#### Given exercise
Answer these questions from the TerrainRiskAI write-up below:
1. In which state did the teammate's parents buy the house found to sit on a major fault line?
2. Which database and span of years supply the county-level risk for hail, wind, tornado and storm flood?
3. What happens to a county's winter score when winter coverage is unavailable?

#### Text to read
— Start —
TerrainRiskAI

Inspiration

Our idea for TerrainRiskAI came from a very real and slightly terrifying moment. One of our teammate’s parents had bought a house in Washington State. Then one day while looking at maps, we discovered that their home was located directly on a major fault line. What shocked us most wasn’t just that it was risky, it was that this wasn’t the first time this had happened. Both times they had purchased homes, they unknowingly bought property sitting on major geological risk zones.

That realization caused immediate panic in our households. It made us ask a simple question:

Why is critical environmental risk data so hard for normal people to access?

There is plenty of data available; seismic maps, wildfire history, flood plains, soil stability, climate trends, but it’s scattered across agencies, buried in technical datasets, or difficult to interpret without expertise. We realized that what people actually need is actionable insight.

That moment became the seed for TerrainRiskAI (pun intended!).

What it does

TerrainRiskAI is an AI-powered environmental risk analysis platform that evaluates land or property and predicts potential environmental threats. A user simply inputs an address or geographic coordinates, and the system analyzes risk factors such as:

Flood Risk
Storm Flood
Wildfire
Tornado
Wind
Winter
NFHL Flood

Instead of showing raw datasets, TerrainRiskAI outputs an interpretable risk profile score:

Risk Score = sum(i=1->n) w_i * f_i(location)

Where:

( f_i ) = risk function for environmental factor ( i )
( w_i ) = importance weight of that factor

This lets us turn multi-source environmental data into a single understandable metric.

How we built it

We engineered TerrainRiskAI as a full data-to-decision pipeline, combining geospatial datasets, machine learning models, and an interactive frontend. Below is a breakdown of the system architecture, data sources, and technical stack.

A) Data Pipeline & Sources

Our biggest engineering effort was building a reliable environmental risk dataset from multiple government and scientific sources and converting them into unified risk scores.

1. County-Level Hazard Risk Map (US - FIPS keyed)

We compute hazard scores per county after reverse-geocoding a user’s address into a county FIPS code.

Primary Sources

NOAA Storm Events Database (2000–2025)
Used to calculate county-level risk for:

Hail
Wind
Tornado
Storm flood

Method

County Risk = Normalize(Event Rate + Impact Proxies)

Where impact proxies include damage estimates, duration, and severity. All hazards are normalized to a 0–100 scale for consistency.

FEMA National Risk Index (NRI) + NFHL Flood Data

Provides precomputed county risk metrics for:

Wildfire risk (=) likelihood × impact
Flood exposure

These values are scaled to match our standardized 0–100 hazard system.

US Census County Boundaries

We used official shapefiles to:

Render county choropleth maps
Join risk scores to geometry
Export final results into FIPS-indexed JSON

2. Winter Hazard Model (WHI)

Some counties include a Winter Hazard Index (WHI) generated through our custom pipeline.

Inputs

NOAA GHCN Daily station data
- temperature
- snowfall
- snow depth
NOAA winter storm events
- counts
- rolling windows
- damage estimates

WHI Construction

WHI = w1(Extreme Cold) + w2(Snow Load) + w3(Storm Events) + w4(Damage)

If winter coverage is unavailable for a county, the winter score is excluded rather than assumed.

3. Earthquake Hazard (Coordinate-Level)
— End —
#### Dataset section
— Start —
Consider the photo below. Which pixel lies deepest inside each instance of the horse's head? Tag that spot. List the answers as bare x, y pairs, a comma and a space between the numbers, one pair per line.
— End —
#### Result of this task
1. Washington State.
2. The NOAA Storm Events Database, 2000–2025.
3. It is excluded rather than assumed.